I get a feeling you are talking of electric motors at each wheel (when the main discussion here is about gasoline / diesel engines) - something that Toyota has achieved 10 years back? Otherwise if you meant conventional engines at each wheel, I don't see how that is a more economical solution.

I'm talking about electric motors. Rest you have figured out. The technology has advantages going beyond engine efficiency. And no Toyota hasn't achieved it - they may have made a prototype - it is still and active area of research because of its own problems. Some of those are:
  1. Each motor needs its own speed control based on which direction the vehicle is moving in, what is the terrain, whether there is any roll/yaw etc.
  2. Smaller motors that can easily fit and also can do regenerative breaking.

With only a speculation (not calculation) giving inference of 'high cost'? Not the right method, isn't it?

I think in one of the posts here I did a computation on what kind of driver is required for the solenoid. The compared that with an audio driver. You can check that.


Reliability of cam-driven valves took decades and a lot of $$$. Reliability is not a 'fallout' or 'happening'.

The existing cam system lubrication doesn't cool? Hmm...

I agree. And I agree. How is this relevant? Any new technology is compared against the state of the art (not how we achieved the state of the art).

How do the magnitudes matter? Any dI/dt (and yes, dV/dt too - that's what starts the whole thing) will cause HF output - some of that is significant enough. EMT.

You need to brush up on FFT and antennas. dV/dt is irrelevant (and doesn't even start dI/dt - in brush-commutator arrangement you break the contact - forcing the current to change - that leads to dV/dt via dV/dt = LdI/dt).

Magnitude of dI/dt tells you how much EMI is generated
.

How does one understand a system whose voltage varies aperiodically with rapid V/I variation / spikes, as DC where f=0?

You said "all the time" - without explaining. What did that mean?

* **TASK REQUIREMENTS**:
**a.** Please copy the forum thread on motors and valves word for word, from "With only a" to "can check that.".
**b.** Write what comes next in the forum thread on motors and valves, starting after its last line.

[Collection entries]
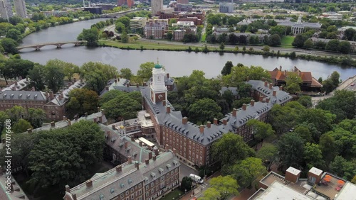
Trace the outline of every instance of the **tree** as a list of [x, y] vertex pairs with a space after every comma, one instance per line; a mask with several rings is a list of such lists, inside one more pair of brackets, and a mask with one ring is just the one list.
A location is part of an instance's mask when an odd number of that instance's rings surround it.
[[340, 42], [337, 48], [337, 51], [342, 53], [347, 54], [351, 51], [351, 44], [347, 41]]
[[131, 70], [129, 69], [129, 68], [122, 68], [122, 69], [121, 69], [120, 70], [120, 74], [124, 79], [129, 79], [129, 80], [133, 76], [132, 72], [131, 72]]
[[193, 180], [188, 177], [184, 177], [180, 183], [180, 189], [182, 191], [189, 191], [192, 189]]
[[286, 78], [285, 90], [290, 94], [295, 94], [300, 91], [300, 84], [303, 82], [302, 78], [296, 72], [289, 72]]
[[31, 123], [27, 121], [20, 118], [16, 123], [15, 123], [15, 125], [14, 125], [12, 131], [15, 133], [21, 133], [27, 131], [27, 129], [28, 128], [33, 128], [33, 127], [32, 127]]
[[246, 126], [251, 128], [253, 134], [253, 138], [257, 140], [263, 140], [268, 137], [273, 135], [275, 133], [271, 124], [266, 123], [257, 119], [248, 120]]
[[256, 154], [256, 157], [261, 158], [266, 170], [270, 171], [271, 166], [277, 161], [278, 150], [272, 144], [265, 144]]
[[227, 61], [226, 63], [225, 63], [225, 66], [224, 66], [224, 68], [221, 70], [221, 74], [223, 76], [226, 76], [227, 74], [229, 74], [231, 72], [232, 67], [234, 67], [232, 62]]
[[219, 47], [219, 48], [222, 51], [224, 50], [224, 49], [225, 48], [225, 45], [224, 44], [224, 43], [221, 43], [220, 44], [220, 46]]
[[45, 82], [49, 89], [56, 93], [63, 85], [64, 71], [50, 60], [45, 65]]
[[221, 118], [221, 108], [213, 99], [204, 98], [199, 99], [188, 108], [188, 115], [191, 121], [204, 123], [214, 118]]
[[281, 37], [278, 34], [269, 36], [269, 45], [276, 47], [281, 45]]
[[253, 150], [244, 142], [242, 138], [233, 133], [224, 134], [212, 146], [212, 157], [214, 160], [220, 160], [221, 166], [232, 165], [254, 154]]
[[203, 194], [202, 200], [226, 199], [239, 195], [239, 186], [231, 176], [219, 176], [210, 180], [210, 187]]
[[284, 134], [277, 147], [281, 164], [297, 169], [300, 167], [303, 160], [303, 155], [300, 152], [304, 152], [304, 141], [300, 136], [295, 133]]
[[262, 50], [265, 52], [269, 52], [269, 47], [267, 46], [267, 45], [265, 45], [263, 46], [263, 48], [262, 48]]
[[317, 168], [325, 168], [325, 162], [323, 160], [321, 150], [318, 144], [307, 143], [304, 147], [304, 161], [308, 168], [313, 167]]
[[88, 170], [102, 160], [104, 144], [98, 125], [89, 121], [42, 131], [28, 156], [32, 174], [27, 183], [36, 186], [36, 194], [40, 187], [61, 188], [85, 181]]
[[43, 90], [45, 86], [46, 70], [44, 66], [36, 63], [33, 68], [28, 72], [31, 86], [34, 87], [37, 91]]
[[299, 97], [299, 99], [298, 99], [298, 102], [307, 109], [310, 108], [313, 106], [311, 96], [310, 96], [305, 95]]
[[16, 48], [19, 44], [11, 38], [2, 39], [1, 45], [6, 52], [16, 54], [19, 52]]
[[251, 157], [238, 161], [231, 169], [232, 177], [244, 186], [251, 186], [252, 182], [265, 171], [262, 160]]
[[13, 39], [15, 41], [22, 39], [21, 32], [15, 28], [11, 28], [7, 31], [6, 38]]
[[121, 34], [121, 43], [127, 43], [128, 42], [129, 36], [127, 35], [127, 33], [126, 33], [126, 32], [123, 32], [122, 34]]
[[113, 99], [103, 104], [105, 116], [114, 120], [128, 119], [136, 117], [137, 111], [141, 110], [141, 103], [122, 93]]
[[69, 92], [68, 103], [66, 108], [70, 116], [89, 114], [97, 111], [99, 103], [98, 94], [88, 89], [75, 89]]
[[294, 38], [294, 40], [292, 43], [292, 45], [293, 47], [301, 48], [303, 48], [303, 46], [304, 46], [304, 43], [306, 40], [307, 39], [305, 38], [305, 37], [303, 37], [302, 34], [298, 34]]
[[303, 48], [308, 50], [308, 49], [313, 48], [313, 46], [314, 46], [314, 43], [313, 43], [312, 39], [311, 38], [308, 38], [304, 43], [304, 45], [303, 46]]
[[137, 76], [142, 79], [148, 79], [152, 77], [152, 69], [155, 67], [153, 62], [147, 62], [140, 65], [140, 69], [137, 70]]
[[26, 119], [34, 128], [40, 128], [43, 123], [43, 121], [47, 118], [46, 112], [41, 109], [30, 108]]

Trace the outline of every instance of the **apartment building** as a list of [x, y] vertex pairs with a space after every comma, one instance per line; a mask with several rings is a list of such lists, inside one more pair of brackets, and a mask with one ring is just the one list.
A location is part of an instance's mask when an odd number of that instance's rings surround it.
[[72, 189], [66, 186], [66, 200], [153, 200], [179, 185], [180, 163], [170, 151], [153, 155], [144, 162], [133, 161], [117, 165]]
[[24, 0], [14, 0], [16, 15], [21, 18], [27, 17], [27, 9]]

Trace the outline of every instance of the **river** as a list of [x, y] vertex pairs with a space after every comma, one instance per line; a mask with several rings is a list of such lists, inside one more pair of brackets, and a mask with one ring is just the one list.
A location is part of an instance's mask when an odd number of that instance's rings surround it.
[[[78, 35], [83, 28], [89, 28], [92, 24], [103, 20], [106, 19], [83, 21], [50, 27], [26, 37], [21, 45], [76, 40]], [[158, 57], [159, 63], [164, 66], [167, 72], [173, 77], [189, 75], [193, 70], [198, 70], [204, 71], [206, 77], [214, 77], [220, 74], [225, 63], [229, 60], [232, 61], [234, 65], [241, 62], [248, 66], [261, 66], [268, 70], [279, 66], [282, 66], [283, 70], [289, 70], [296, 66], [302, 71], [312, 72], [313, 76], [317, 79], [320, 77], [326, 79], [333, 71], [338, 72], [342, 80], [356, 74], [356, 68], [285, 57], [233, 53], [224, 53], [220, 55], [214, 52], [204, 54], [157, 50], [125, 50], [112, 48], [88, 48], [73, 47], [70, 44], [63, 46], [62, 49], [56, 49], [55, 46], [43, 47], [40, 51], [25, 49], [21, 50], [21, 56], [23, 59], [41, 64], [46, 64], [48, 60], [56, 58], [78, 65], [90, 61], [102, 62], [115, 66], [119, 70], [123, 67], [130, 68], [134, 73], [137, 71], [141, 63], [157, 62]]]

* **WRITTEN ANSWERS**:
**a.**
With only a speculation (not calculation) giving inference of 'high cost'? Not the right method, isn't it?

I think in one of the posts here I did a computation on what kind of driver is required for the solenoid. The compared that with an audio driver. You can check that.

**b.**
The diode bridge is the "commutator". Sorry, my mistake (apologies, @Sutripta) - I meant the slip rings / brushes that supply current to the rotating field coils. Colloquially, these have also been called "commutator". The source of RF here is the contact point between brushes and slip rings.

Alternator is called alternator because it generates AC. There is no current reversal at all in the brushes and slip rings. The direction of the current remains constant. As far as changing the magnitude of that current is concerned - that happens very very slowly (less than 10Hz bandwidth) and there are no sharp discontinuities so dI/dt is always small - this can't cause much EMI.

Also you have a few things to read up on:

Commutator = an arrangement to change direction of the current ("commute") every cycle. Commutator (electric) - Wikipedia, the free encyclopedia

Rectifier = device to convert AC into DC. Alternators use rectifier NOT commutator (Alternator - Wikipedia, the free encyclopedia) - though the rectifier is caller commutator in the context of automobile Alternators because (read below)


Dynamos (like used on cycles) used permanent magnets as field. In the interest of regulating alternator output, the field current (hence field magnitude) is modulated by the regulator by varying field current.

K.I.S.S.!!!

What does "K.I.S.S." mean? Automotive dynamos of old times used split ring commutators and generated DC (without a rectifier - no semiconductors were available earlier, and later they were neither cheap nor reliable till the 70s)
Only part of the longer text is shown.